#### AIM OF THE TASK
Rewrite the article on feeding straw to cattle from "Picking Apart Straw" to "Oregon State University.", replacing "bedding" with "litter".

#### DOCUMENT PASSAGE
-=-=-=-=-

Picking Apart Straw
Straw can have a place in cattle diets, provided nutrition is balanced.
November 19, 2025
Straw is often used for bedding or as part of the diet for cows, especially during winter. Tim DelCurto, Department of Animal & Range Science, Montana State University, did studies for several years on feeding straw when he was at Oregon State University.
“The straws from perennial grasses (which are harvested after the grass seed is harvested) are actually very good feed resources. This would include bluegrass straw, perennial ryegrass straw, tall fescue straw, et cetera,” he says. “Many of the perennial straws are similar to native meadow hays that have reached advanced stages of maturity. These have more nutrients than straw from annuals like oats, barley or wheat.”
Annual cereal crops put all their energy and effort into producing grain (a large seedhead); the stems of the mature plant are mainly just fiber with very little leaf material. If you want to use it as forage, to make good hay it needs to be cut earlier, while still immature.

-=-=-=-=-

#### DATASET EXTRACT
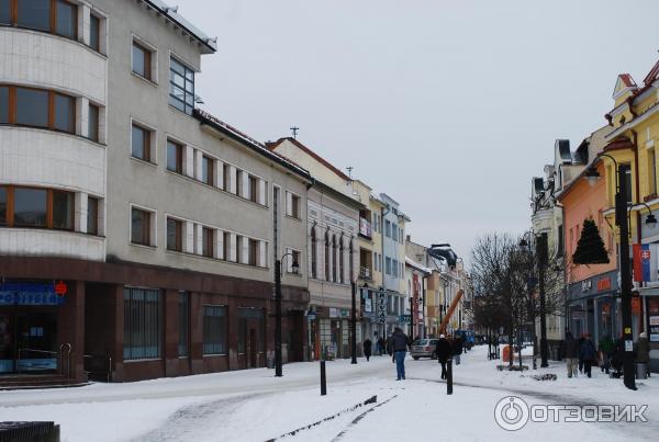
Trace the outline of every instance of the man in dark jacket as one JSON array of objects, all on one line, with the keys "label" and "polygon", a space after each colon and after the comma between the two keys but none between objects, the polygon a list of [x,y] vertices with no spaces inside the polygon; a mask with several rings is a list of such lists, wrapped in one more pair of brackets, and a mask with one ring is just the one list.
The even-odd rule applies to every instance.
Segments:
[{"label": "man in dark jacket", "polygon": [[583,362],[583,373],[591,377],[591,367],[597,363],[597,352],[588,333],[583,337],[583,343],[579,348],[579,359]]},{"label": "man in dark jacket", "polygon": [[444,335],[439,335],[435,352],[437,353],[437,361],[442,364],[442,378],[446,379],[446,362],[450,358],[453,349]]},{"label": "man in dark jacket", "polygon": [[566,343],[563,345],[566,364],[568,366],[568,377],[577,377],[577,358],[579,355],[579,343],[572,338],[572,333],[566,333]]},{"label": "man in dark jacket", "polygon": [[407,353],[407,345],[410,343],[410,339],[403,330],[396,327],[393,330],[393,335],[391,335],[391,351],[393,352],[393,358],[395,359],[395,373],[398,375],[396,381],[401,381],[405,378],[405,354]]},{"label": "man in dark jacket", "polygon": [[366,338],[366,340],[364,341],[364,355],[366,356],[367,361],[370,359],[372,347],[373,342],[370,339]]},{"label": "man in dark jacket", "polygon": [[460,365],[460,354],[462,354],[462,338],[457,336],[454,341],[454,359],[456,360],[456,365]]}]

-=-=-=-=-

#### EXERCISE SOLUTION
Picking Apart Straw
Straw can have a place in cattle diets, provided nutrition is balanced.
November 19, 2025
Straw is often used for litter or as part of the diet for cows, especially during winter. Tim DelCurto, Department of Animal & Range Science, Montana State University, did studies for several years on feeding straw when he was at Oregon State University.